**Point labeling records:**
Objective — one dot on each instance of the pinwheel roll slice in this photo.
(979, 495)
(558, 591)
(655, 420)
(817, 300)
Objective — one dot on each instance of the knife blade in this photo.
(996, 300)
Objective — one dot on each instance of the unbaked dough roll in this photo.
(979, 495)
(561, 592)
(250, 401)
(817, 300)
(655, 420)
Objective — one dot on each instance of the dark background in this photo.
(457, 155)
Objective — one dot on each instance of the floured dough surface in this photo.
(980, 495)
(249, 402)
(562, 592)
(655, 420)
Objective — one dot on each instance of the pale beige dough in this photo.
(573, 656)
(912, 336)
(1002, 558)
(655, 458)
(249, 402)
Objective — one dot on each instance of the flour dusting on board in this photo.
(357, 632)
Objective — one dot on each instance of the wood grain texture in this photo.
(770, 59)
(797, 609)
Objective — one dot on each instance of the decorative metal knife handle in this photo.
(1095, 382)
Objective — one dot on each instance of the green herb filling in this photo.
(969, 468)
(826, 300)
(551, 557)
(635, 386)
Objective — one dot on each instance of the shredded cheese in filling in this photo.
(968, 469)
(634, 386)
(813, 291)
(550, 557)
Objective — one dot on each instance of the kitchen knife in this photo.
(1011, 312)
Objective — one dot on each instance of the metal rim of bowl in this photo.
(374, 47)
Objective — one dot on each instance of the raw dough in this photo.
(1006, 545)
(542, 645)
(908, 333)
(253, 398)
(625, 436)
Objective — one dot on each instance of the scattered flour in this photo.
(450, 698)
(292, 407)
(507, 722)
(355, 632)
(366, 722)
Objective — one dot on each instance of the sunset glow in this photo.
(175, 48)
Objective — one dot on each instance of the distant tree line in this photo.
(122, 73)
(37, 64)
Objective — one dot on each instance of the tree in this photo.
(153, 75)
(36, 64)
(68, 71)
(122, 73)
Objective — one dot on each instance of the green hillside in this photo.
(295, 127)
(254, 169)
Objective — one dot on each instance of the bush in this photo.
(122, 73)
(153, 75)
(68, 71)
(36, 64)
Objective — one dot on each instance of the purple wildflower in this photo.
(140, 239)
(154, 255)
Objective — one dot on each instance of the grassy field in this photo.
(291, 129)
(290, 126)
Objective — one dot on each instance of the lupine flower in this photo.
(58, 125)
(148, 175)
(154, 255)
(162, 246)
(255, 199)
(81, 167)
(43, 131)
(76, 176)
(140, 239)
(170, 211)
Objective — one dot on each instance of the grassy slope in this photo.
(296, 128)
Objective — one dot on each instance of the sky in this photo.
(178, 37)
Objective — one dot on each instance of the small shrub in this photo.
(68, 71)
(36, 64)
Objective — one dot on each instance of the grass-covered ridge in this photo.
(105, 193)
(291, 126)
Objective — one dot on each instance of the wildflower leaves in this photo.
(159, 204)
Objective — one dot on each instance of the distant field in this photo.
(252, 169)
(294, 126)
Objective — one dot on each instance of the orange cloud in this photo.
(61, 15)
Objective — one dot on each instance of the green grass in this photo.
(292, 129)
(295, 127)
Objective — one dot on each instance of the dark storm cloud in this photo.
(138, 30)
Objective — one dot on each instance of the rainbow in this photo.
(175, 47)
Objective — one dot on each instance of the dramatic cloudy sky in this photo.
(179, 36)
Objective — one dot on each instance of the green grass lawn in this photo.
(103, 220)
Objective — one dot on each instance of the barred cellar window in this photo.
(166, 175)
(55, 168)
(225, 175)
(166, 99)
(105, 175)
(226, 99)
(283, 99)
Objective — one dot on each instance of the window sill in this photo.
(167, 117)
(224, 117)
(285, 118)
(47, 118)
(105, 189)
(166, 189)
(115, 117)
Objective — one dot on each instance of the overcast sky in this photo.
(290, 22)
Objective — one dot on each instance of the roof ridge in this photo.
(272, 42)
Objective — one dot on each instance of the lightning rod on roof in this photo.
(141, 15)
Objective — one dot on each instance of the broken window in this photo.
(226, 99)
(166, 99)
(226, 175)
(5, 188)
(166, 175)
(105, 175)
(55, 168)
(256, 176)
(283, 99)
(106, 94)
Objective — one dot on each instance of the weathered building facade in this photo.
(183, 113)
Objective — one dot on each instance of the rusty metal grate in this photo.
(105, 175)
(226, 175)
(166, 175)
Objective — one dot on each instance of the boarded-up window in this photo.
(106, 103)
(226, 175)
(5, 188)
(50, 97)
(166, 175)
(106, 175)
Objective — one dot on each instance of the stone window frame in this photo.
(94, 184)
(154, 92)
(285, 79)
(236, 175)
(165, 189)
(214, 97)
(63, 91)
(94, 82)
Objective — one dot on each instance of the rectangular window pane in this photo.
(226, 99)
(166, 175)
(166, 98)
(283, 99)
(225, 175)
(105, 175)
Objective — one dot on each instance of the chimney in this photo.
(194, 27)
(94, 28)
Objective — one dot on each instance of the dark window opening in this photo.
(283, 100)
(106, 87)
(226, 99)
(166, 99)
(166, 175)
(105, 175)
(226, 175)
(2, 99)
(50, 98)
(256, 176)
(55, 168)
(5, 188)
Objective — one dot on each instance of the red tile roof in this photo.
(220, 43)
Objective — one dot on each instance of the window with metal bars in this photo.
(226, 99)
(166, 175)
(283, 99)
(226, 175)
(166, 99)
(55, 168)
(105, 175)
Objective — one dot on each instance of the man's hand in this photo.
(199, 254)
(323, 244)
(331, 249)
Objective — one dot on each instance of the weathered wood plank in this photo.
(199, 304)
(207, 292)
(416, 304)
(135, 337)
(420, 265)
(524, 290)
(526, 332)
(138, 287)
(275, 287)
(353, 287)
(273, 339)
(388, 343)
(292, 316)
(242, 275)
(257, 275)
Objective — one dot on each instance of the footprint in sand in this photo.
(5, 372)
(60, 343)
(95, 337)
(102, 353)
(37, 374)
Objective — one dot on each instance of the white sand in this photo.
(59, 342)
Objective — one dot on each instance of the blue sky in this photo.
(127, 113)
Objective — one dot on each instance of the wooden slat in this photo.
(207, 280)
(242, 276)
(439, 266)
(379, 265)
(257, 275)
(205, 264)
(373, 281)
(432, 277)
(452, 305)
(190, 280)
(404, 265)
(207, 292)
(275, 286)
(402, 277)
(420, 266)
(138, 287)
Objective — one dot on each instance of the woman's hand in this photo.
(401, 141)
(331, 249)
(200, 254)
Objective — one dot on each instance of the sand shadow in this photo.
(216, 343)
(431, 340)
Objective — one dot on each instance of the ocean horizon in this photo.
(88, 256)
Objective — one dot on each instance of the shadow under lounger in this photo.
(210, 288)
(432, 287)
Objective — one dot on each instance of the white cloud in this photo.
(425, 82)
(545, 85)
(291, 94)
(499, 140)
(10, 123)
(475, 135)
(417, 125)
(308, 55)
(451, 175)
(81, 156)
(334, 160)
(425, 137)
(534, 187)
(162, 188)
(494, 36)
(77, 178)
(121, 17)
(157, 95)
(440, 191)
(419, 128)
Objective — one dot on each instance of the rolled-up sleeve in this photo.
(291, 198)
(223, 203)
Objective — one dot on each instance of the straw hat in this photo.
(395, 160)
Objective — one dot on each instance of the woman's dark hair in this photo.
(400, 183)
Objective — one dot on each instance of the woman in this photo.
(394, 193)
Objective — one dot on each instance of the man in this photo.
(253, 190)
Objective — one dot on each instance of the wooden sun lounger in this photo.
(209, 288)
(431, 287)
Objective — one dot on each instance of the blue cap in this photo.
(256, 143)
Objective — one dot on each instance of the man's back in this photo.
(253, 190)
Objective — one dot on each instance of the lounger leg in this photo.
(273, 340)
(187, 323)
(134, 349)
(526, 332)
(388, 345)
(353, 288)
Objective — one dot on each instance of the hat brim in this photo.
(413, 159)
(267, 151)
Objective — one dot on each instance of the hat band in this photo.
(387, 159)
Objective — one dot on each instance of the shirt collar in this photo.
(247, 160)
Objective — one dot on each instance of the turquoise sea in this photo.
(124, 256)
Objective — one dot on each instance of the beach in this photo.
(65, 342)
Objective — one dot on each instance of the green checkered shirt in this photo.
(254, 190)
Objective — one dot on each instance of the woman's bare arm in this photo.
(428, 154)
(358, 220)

**Set problem:** Please reproduce the stretch from the line containing "Objective — one dot on each instance of the white cloud" through the end of the records, swapping every "one dot" for "a point" and changing nothing else.

**Task answer:**
Objective — a point on each instance of the white cloud in this photo.
(425, 82)
(545, 85)
(291, 94)
(499, 140)
(10, 123)
(475, 135)
(417, 125)
(308, 55)
(451, 175)
(81, 156)
(334, 160)
(425, 137)
(534, 187)
(162, 188)
(494, 36)
(77, 178)
(121, 17)
(157, 95)
(440, 191)
(419, 128)
Objective — a point on each instance of the rolled-up sleeve in this photo.
(291, 198)
(223, 203)
Objective — a point on each instance of the straw hat in this photo.
(395, 160)
Objective — a point on each instance of the woman's dark hair in this photo.
(400, 183)
Objective — a point on each instance of the woman in this photo.
(394, 193)
Objective — a point on each instance of the man in this photo.
(253, 190)
Objective — a point on each instance of the wooden sun lounger in this photo.
(209, 288)
(431, 287)
Objective — a point on each instance of the blue cap in this photo.
(256, 143)
Objective — a point on each instance of the man's back in this photo.
(253, 190)
Objective — a point on each instance of the lounger leg in this photo.
(273, 340)
(187, 323)
(134, 349)
(526, 332)
(388, 345)
(353, 288)
Objective — a point on each instance of the hat brim in this photo.
(413, 159)
(267, 151)
Objective — a point on each instance of the hat band in this photo.
(387, 159)
Objective — a point on each instance of the shirt collar in this photo.
(247, 160)
Objective — a point on each instance of the turquoise sea in this photo.
(124, 256)
Objective — a point on each instance of the beach in this photo.
(65, 342)
Objective — a point on each instance of the green checkered shirt in this photo.
(254, 190)
Objective — a point on each instance of the woman's bare arm in this photo.
(428, 154)
(358, 220)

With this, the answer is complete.